WRITTEN TASK 1
Answer these from the thread on transistor base current:
(a) When the BJT is used as a switch, does the thread say Ic = beta * Ib holds?
(b) What does a bias circuit that sets the base current often consist of?
(c) Which textbook does the thread call readable, and by what author?
WRITTEN TASK 2
Give back the part of the thread on transistor base current that starts with "But it looks, below, as" and goes on through "swing before clipping).", word for word.

The base current will depend on what you are trying to do, the topology used, the BJT of course, and upon the Ic you expect to name a few things.

... why do you want them?

I assume you mean Ic = beta * Ib.

Yes, in some arrangements. If you are using the BJT as a switch, then probably 'no.' It all depends.

But it looks, below, as though you are thinking about an AC signal input and a voltage amplifier stage. Not sure, though. But in such cases, other considerations usually dominate your thoughts, and not so much the beta of the transistor or the exact base current which varies from one to another even within a part number, let alone across BJT families.

Ah. So this is for simple voltage amplification of an AC signal? What are your design constraints (signal, input source, output, etc) and chosen topology, so far?

Jon

Reply to
Jonathan Kirwan

  1. The base current is often determined by a bias circuit that consists of a voltage divider plus some feedback.
  2. Ib MAX is usually not a factor (of course, you can blow the base junction).
  3. BIb = Ic
  4. The center of the load line is the starting point (that gives the best output swing before clipping).

I'll suggest a basic textbook on linear electronics. Malvino is readable (Electronic Principles).

Entries from a pointing dataset
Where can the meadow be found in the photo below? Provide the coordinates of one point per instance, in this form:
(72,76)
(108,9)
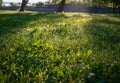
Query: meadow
(59,47)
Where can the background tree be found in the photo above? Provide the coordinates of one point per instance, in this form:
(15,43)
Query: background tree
(24,2)
(61,6)
(0,3)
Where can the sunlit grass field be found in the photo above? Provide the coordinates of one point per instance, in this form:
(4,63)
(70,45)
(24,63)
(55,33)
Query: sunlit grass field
(59,47)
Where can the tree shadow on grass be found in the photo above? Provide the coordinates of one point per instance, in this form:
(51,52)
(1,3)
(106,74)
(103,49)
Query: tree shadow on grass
(104,38)
(12,23)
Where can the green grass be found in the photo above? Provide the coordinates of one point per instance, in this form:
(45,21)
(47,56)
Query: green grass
(53,48)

CORRECT ANSWER 1
(a) Probably not.
(b) A voltage divider plus some feedback.
(c) Electronic Principles, by Malvino.

CORRECT ANSWER 2
But it looks, below, as though you are thinking about an AC signal input and a voltage amplifier stage. Not sure, though. But in such cases, other considerations usually dominate your thoughts, and not so much the beta of the transistor or the exact base current which varies from one to another even within a part number, let alone across BJT families.

Ah. So this is for simple voltage amplification of an AC signal? What are your design constraints (signal, input source, output, etc) and chosen topology, so far?

Jon

Reply to
Jonathan Kirwan

  1. The base current is often determined by a bias circuit that consists of a voltage divider plus some feedback.
  2. Ib MAX is usually not a factor (of course, you can blow the base junction).
  3. BIb = Ic
  4. The center of the load line is the starting point (that gives the best output swing before clipping).